Count the lines of the material that contain the word "fabric" and give only that number.
-- start Extracted records --
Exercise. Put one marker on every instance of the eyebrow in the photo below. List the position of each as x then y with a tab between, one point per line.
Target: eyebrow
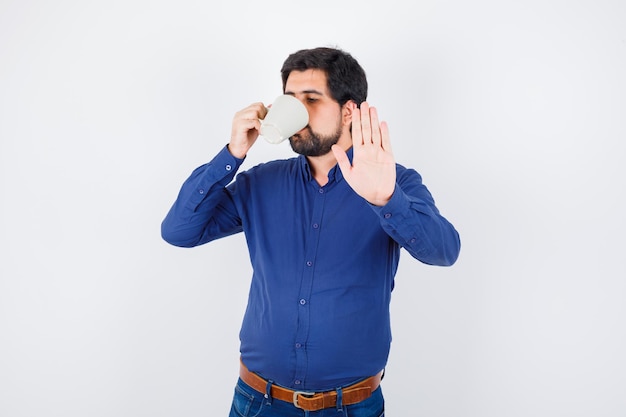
305	92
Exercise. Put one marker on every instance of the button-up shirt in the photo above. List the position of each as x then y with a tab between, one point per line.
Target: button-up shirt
323	262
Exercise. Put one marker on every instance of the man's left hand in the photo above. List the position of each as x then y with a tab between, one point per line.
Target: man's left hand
372	173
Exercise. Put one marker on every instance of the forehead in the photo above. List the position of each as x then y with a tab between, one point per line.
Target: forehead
307	80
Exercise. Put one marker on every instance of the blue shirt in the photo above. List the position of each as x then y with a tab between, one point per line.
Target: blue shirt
323	260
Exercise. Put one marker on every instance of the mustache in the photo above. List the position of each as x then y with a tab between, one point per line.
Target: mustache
298	136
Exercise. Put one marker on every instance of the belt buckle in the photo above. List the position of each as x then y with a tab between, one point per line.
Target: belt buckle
304	393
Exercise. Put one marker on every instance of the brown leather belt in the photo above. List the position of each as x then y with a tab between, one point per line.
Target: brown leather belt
313	401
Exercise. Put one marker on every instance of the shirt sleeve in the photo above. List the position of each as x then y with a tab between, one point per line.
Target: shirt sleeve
414	222
204	210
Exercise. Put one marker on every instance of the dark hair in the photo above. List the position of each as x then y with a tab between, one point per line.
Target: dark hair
346	78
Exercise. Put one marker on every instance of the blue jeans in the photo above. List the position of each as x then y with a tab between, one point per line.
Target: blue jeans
248	402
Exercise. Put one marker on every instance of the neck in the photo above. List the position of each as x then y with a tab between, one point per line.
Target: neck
320	165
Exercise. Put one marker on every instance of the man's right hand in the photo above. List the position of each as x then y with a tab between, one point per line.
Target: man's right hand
246	128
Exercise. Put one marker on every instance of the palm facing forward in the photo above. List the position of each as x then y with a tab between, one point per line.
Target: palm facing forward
372	173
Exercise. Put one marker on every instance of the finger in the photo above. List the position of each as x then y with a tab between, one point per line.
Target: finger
375	127
385	141
366	127
342	159
357	135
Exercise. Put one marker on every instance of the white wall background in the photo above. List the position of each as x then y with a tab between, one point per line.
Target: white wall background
514	112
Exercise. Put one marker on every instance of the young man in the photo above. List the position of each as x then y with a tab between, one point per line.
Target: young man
324	233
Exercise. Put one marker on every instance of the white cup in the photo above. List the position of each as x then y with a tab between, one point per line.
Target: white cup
286	116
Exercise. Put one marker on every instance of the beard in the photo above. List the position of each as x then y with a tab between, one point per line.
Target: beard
314	144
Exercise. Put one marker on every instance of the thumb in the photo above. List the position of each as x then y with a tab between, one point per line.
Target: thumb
342	159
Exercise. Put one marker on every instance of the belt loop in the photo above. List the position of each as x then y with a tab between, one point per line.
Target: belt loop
339	400
268	392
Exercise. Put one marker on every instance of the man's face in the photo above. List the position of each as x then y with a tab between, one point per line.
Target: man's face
325	116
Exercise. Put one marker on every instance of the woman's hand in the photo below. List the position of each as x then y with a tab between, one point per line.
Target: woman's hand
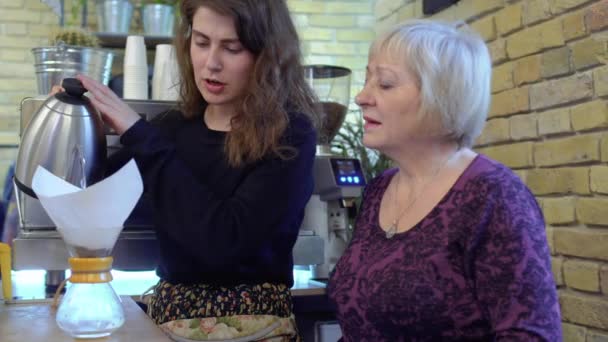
114	111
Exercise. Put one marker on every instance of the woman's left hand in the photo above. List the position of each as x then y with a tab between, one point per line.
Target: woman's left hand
114	111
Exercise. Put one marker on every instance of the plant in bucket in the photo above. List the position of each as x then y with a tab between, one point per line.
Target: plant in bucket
89	221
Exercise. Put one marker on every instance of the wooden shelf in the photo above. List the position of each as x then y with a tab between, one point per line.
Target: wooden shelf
117	40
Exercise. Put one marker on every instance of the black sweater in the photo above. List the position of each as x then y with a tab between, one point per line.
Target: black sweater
217	224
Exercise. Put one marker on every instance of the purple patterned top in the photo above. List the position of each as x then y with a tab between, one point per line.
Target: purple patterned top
477	267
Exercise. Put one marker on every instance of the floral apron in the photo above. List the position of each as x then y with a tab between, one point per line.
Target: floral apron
203	312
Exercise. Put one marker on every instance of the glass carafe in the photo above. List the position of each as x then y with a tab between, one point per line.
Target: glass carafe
90	308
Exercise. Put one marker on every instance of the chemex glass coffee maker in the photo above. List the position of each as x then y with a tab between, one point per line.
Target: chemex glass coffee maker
61	163
339	180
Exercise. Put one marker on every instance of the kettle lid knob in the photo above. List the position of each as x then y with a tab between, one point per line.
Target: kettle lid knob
73	87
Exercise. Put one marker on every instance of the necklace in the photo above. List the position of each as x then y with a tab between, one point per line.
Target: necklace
392	229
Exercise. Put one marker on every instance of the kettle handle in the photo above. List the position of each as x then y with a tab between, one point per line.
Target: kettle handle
73	86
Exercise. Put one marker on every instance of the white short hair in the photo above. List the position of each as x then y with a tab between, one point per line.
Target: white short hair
453	68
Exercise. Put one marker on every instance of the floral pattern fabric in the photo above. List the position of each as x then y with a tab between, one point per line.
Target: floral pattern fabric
477	267
203	312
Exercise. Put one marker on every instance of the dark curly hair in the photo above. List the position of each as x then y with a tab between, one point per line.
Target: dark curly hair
277	85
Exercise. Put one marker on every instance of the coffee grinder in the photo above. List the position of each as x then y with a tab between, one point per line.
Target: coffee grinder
339	180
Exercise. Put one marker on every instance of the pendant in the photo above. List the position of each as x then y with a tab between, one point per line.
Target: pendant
391	231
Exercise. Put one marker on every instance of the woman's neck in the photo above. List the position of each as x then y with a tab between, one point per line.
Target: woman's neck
218	118
420	161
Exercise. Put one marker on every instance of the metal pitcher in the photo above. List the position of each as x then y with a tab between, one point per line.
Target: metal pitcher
66	137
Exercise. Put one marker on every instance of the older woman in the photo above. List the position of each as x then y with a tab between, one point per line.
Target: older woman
450	245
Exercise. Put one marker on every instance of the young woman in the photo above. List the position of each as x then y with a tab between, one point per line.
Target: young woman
229	174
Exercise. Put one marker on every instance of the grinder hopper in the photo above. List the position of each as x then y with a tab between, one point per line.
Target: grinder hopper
332	86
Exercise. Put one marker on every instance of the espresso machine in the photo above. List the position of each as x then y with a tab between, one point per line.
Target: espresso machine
37	244
339	180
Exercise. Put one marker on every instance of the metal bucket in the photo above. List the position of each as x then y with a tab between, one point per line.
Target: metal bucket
54	63
114	16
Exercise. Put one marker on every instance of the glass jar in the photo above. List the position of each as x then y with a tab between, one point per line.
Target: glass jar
90	308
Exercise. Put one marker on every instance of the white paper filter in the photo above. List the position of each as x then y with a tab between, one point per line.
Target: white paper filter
93	217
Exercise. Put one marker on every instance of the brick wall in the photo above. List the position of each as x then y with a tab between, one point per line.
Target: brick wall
549	122
336	32
332	32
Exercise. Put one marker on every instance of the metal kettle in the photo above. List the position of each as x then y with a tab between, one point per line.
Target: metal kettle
66	137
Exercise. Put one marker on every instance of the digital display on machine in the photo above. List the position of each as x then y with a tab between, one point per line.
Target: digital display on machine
347	172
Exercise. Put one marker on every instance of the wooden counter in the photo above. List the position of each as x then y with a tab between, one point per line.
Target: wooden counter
35	321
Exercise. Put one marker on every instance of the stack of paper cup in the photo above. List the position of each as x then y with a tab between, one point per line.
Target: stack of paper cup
165	80
135	69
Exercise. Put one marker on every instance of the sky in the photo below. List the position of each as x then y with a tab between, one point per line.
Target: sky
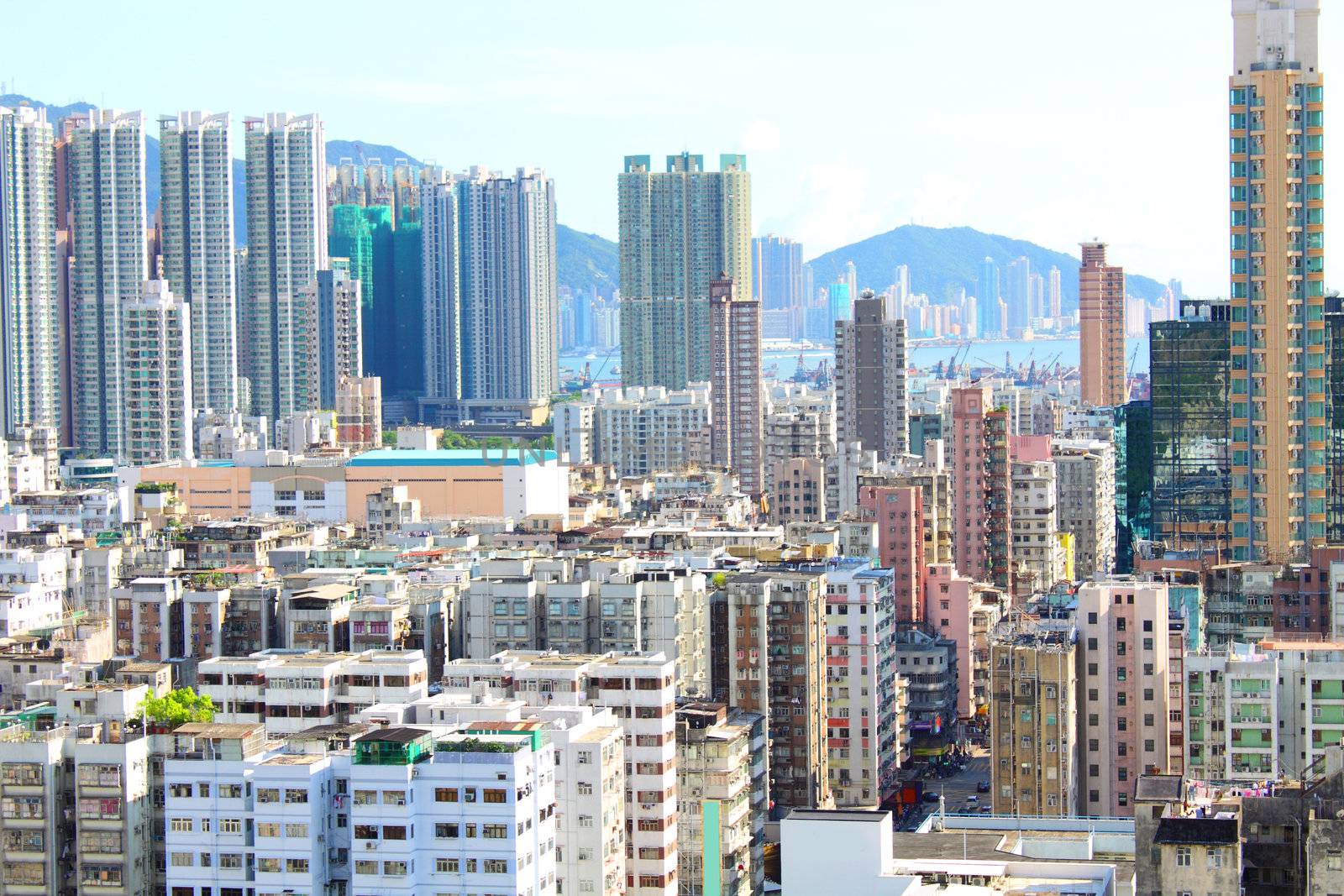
1047	120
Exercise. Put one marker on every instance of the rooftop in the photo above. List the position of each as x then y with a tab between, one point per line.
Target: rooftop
1159	788
217	730
398	735
840	815
1196	831
447	457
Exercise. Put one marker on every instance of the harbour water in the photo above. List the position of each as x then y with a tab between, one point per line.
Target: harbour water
981	354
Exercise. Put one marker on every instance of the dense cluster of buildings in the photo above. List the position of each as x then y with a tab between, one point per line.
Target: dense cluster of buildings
717	610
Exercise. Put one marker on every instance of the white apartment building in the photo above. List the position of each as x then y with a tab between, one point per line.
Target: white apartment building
30	358
503	607
77	809
158	367
1085	477
197	210
286	244
289	692
389	510
386	810
589	799
862	683
338	333
107	164
1037	553
1263	711
659	610
33	589
640	692
638	430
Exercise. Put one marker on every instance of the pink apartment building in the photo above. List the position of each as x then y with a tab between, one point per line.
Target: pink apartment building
1124	692
965	611
900	516
981	486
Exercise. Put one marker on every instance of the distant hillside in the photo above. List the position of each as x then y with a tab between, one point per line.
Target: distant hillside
586	262
362	152
944	258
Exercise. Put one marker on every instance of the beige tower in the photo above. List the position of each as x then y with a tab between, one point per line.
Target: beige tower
1277	289
1101	316
737	410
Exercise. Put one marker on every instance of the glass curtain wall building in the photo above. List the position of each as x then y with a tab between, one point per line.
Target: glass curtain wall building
1191	432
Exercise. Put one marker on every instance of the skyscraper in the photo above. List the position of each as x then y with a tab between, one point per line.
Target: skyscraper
491	309
443	302
107	159
30	354
981	486
679	230
1101	312
286	233
156	338
1055	297
1191	459
987	302
365	235
1335	421
736	396
1277	281
336	298
1016	293
777	273
197	210
871	403
508	301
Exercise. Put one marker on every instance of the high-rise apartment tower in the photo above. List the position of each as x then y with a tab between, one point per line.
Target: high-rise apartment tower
1277	281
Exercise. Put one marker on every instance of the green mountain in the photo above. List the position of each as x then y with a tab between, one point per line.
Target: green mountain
586	262
944	258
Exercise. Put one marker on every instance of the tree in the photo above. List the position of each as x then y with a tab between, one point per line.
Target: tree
178	707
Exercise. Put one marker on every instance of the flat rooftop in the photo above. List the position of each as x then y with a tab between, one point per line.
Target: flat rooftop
839	815
448	457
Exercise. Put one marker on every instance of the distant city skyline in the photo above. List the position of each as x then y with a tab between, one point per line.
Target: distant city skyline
1092	140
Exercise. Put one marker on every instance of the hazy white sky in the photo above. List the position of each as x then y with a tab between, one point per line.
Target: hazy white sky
1047	120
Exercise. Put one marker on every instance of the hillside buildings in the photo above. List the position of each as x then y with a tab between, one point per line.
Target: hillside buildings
1277	280
679	230
871	405
1101	313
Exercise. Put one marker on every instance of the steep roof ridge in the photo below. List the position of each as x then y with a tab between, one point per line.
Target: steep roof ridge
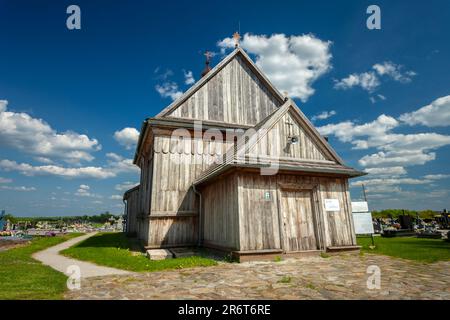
175	104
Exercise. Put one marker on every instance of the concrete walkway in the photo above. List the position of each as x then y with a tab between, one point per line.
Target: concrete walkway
52	258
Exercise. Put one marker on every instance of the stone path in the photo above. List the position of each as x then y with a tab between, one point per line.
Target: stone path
337	277
52	258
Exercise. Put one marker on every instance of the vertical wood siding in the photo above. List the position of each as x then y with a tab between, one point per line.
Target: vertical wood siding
234	95
220	213
258	218
259	222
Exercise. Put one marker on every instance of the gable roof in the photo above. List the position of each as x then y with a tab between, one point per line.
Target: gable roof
213	72
230	158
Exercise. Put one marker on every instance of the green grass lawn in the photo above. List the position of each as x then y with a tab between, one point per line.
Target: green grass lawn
22	277
116	250
425	250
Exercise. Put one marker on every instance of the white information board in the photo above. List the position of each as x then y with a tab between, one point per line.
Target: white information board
360	206
363	222
332	205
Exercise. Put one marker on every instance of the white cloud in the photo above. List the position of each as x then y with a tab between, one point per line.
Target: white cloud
292	63
127	137
5	180
367	80
168	89
436	114
323	115
371	80
34	136
386	171
125	186
188	77
83	191
394	149
390	182
393	158
437	176
3	105
347	131
21	188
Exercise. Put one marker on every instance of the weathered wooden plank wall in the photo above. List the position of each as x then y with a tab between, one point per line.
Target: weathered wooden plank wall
298	216
176	164
274	143
234	95
220	213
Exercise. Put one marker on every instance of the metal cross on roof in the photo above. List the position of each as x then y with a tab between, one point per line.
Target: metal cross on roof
208	55
236	37
289	123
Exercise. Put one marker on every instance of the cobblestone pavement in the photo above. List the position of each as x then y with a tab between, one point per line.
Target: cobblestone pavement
337	277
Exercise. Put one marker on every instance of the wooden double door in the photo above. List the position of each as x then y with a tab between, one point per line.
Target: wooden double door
298	220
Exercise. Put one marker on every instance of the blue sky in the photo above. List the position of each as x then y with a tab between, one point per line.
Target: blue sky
65	93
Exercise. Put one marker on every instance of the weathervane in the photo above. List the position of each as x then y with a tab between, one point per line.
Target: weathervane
208	56
236	37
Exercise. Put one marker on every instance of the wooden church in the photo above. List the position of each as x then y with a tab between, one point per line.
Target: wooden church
234	165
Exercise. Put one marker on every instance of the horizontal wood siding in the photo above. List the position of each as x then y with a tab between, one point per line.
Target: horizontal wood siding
173	231
259	226
176	164
274	143
132	211
220	214
234	95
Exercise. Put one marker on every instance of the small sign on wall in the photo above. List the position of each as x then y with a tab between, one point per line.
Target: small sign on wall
360	206
363	222
332	205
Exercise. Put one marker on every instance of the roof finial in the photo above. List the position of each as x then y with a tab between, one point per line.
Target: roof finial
208	56
236	37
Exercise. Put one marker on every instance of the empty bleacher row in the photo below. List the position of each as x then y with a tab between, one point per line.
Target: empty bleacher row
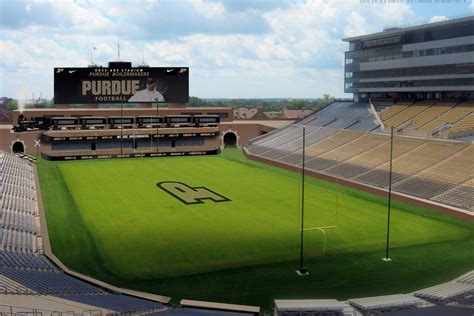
449	298
350	115
430	119
440	171
23	268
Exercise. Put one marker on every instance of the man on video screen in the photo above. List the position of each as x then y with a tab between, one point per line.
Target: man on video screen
149	94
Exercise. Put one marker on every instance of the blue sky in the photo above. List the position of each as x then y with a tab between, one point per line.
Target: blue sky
234	48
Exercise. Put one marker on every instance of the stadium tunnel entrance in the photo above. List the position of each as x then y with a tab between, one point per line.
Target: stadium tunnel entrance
18	147
230	140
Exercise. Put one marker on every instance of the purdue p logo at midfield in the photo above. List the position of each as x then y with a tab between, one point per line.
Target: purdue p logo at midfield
190	195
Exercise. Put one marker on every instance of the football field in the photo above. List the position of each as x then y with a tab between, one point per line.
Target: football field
110	219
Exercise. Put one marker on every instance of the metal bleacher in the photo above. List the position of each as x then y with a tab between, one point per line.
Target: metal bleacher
23	268
437	170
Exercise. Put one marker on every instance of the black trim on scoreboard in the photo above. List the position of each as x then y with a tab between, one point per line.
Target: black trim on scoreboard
121	85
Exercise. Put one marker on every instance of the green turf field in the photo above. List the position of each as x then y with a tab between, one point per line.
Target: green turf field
108	219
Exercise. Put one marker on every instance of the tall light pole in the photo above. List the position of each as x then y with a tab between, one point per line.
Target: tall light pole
387	258
302	270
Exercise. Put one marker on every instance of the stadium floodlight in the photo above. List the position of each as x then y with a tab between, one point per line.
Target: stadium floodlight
302	270
387	258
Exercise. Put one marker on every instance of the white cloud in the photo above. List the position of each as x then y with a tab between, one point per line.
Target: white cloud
208	9
298	54
438	18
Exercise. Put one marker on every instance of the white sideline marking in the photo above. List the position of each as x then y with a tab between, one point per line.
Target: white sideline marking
319	228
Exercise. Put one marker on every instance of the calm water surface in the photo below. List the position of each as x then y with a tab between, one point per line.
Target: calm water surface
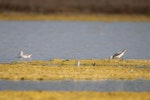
-- end Extracted records --
**Expected answer:** 2